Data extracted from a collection
--------------------------------
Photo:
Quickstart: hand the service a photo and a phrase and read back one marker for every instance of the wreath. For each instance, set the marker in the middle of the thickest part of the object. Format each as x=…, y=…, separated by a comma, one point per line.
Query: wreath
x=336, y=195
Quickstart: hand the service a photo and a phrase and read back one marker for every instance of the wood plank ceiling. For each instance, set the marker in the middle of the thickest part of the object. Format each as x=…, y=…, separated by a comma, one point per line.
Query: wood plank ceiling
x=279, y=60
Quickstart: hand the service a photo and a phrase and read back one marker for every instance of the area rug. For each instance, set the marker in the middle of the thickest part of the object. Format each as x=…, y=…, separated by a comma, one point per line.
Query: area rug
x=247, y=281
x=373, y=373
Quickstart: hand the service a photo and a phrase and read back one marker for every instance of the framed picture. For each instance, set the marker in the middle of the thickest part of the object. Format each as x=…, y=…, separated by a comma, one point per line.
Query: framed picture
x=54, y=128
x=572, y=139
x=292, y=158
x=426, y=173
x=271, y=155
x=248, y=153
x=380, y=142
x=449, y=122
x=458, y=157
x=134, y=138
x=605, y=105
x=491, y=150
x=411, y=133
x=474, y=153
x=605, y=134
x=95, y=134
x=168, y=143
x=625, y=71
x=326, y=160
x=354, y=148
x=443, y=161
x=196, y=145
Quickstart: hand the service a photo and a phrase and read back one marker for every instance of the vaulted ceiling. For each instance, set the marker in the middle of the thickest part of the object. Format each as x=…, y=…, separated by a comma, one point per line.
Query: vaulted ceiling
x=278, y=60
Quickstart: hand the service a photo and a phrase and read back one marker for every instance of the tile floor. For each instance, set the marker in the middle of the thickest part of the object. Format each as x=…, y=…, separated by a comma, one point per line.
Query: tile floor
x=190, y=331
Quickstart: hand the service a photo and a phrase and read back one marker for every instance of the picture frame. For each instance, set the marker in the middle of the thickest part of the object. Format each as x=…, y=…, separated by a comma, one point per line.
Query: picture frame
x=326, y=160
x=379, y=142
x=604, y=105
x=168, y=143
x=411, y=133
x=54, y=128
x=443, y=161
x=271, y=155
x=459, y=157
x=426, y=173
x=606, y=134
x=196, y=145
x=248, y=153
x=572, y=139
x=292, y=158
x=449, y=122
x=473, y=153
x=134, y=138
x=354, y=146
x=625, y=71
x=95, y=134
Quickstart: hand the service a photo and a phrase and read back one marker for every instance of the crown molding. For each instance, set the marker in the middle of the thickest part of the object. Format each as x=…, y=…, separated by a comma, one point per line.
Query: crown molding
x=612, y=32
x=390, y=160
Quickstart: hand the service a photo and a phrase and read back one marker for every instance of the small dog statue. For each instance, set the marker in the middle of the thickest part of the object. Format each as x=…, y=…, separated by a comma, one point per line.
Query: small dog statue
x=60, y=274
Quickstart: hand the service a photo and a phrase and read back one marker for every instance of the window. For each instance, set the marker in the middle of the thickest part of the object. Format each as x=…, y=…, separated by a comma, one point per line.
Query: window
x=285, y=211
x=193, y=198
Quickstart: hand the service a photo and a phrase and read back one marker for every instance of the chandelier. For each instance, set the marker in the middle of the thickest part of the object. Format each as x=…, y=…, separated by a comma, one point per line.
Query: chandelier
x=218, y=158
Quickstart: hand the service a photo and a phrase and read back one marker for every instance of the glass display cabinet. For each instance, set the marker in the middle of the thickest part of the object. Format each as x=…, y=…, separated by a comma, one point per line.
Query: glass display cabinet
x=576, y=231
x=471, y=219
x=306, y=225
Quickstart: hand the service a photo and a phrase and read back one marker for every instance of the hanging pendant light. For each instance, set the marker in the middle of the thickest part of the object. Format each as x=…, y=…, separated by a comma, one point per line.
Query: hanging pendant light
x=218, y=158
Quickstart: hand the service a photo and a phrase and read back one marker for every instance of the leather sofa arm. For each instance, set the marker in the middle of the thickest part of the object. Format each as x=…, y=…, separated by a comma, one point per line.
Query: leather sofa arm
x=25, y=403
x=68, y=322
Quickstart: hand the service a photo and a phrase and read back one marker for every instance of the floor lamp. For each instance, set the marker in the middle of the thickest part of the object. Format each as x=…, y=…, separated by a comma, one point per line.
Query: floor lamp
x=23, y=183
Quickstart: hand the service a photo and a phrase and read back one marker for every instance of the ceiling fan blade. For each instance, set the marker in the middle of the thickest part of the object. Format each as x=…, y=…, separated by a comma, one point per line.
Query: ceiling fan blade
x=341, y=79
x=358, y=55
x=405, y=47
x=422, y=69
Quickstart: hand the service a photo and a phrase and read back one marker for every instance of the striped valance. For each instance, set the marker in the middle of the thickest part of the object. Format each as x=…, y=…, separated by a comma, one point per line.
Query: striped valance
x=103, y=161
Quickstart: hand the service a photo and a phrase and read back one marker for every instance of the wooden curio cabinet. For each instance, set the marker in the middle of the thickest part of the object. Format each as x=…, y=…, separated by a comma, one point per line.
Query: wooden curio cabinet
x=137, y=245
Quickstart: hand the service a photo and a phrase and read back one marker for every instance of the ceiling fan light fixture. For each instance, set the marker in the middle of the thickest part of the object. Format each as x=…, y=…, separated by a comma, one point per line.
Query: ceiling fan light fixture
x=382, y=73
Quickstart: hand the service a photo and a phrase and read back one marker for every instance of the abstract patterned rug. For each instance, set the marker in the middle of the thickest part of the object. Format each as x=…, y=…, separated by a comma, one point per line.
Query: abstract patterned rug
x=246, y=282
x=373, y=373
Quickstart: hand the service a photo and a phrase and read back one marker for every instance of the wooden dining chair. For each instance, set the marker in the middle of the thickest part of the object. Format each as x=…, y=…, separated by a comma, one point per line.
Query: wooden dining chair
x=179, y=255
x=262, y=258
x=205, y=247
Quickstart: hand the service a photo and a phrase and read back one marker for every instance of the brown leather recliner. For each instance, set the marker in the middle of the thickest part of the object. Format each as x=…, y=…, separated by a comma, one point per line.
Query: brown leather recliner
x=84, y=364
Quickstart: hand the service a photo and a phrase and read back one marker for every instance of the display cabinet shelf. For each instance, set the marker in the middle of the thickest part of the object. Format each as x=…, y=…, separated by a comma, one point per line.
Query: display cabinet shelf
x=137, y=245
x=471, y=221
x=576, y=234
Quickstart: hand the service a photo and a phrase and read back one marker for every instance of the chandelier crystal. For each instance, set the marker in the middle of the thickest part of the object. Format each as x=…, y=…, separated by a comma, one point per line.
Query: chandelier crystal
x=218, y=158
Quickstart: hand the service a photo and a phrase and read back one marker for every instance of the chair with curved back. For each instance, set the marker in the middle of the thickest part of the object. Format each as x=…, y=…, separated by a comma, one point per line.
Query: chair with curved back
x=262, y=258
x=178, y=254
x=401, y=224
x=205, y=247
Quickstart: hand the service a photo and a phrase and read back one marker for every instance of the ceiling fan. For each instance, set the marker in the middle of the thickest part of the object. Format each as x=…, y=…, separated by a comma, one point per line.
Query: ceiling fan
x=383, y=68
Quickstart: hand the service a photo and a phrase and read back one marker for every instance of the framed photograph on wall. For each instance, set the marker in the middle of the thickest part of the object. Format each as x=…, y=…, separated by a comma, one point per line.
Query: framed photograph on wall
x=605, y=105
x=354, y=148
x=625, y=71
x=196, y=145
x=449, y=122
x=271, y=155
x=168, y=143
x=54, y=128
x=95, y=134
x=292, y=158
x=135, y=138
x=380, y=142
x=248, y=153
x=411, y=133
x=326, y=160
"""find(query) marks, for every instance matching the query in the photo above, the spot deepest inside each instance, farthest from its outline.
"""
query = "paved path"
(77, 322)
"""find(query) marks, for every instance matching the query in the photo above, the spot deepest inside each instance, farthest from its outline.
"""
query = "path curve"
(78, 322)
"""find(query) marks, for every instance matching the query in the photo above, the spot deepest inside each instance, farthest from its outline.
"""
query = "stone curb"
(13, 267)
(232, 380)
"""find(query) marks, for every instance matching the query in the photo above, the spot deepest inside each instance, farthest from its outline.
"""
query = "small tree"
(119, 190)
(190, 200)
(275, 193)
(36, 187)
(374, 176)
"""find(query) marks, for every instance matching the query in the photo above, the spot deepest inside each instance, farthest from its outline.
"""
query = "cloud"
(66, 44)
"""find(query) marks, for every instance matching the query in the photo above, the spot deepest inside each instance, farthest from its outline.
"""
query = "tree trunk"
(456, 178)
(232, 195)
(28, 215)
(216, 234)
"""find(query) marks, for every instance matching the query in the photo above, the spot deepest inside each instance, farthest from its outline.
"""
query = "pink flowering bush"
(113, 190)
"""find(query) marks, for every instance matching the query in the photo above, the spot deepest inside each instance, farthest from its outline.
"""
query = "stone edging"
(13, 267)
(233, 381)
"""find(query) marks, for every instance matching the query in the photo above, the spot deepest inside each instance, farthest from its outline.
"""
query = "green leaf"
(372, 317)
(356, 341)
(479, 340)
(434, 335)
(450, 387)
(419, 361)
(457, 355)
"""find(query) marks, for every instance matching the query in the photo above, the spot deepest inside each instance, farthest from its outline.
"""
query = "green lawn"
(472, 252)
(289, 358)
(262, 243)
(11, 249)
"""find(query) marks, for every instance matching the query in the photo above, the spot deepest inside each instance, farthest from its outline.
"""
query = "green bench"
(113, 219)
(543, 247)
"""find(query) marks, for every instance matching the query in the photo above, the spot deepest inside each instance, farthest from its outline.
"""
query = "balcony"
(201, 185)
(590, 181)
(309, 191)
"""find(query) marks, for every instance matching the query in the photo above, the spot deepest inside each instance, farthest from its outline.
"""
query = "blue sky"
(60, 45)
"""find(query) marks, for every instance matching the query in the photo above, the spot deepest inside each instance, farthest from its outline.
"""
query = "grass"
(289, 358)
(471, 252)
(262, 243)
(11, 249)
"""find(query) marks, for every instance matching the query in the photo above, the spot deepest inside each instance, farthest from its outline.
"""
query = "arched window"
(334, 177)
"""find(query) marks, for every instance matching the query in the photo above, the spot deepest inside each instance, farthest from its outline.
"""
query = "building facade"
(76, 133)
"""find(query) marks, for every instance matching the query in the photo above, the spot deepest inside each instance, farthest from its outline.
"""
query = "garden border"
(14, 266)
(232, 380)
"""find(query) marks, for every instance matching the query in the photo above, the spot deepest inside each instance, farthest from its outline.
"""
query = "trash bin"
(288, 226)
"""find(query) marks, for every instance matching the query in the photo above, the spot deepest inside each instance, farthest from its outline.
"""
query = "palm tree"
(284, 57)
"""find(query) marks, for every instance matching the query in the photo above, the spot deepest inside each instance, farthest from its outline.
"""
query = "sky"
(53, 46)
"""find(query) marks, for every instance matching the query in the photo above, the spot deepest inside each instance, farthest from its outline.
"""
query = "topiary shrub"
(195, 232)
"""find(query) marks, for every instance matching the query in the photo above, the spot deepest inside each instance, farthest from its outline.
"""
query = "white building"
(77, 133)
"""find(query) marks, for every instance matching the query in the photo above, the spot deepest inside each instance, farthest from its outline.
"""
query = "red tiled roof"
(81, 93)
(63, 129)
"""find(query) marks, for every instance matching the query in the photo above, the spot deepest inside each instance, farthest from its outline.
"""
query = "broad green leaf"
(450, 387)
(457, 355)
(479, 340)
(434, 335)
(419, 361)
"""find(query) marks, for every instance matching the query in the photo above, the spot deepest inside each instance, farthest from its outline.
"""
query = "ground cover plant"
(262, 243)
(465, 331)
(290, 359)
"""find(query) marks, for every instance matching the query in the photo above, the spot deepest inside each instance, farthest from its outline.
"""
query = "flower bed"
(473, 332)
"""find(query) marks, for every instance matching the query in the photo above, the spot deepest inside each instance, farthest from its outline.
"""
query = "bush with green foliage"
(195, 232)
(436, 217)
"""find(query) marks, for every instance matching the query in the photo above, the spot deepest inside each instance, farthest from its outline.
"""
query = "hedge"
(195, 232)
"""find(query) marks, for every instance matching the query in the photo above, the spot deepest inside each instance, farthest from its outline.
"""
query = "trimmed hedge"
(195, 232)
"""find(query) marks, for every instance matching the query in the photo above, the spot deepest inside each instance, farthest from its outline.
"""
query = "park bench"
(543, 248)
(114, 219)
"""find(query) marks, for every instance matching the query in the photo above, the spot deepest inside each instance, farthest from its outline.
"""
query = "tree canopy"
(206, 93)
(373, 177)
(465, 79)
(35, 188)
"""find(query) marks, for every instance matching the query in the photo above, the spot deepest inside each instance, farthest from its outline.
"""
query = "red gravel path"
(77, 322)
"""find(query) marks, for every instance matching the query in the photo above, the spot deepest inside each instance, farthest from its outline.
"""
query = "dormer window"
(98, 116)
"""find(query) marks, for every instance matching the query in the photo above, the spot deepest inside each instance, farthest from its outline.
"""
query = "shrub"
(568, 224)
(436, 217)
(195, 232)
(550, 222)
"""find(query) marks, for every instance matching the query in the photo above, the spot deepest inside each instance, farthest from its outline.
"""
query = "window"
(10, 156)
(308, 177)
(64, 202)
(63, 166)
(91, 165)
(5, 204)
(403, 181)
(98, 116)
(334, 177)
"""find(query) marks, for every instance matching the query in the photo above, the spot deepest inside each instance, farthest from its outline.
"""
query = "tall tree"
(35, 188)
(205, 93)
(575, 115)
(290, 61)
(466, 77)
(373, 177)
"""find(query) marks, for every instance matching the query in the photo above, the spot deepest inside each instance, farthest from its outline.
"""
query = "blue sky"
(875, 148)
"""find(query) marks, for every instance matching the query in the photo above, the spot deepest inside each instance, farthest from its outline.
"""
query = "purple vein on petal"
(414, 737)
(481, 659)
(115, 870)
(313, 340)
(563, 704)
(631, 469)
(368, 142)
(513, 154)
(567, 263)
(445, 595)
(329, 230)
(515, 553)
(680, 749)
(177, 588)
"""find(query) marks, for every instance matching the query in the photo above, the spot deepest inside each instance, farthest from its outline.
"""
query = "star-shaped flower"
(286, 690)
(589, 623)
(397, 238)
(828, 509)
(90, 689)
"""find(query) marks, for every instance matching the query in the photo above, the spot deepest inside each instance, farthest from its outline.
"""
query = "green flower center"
--------------------------------
Your response should hold the lines from the first line of the entries above through the line with "of the area", each retyped exactly, and nothing else.

Reply:
Photo:
Quickstart: hand the service a photo and a phrase and read back one marker for every instance of the wreath. For each instance, set the marker in the middle of the thickest part of the object. Format each as x=…, y=…, separated by a comma, one point per line.
Query: wreath
x=336, y=195
Quickstart: hand the service a photo and a phrase and read back one marker for every instance of the wood plank ceiling. For each instance, set the marker in the middle of the thickest part of the object. Format each as x=…, y=…, separated by a comma, one point per line.
Query: wood plank ceiling
x=279, y=60
Quickstart: hand the service a photo and a phrase and read back one marker for every instance of the area rug. For each instance, set the marker in the middle of the thickest part of the object. Format each as x=…, y=…, separated by a comma, one point per line.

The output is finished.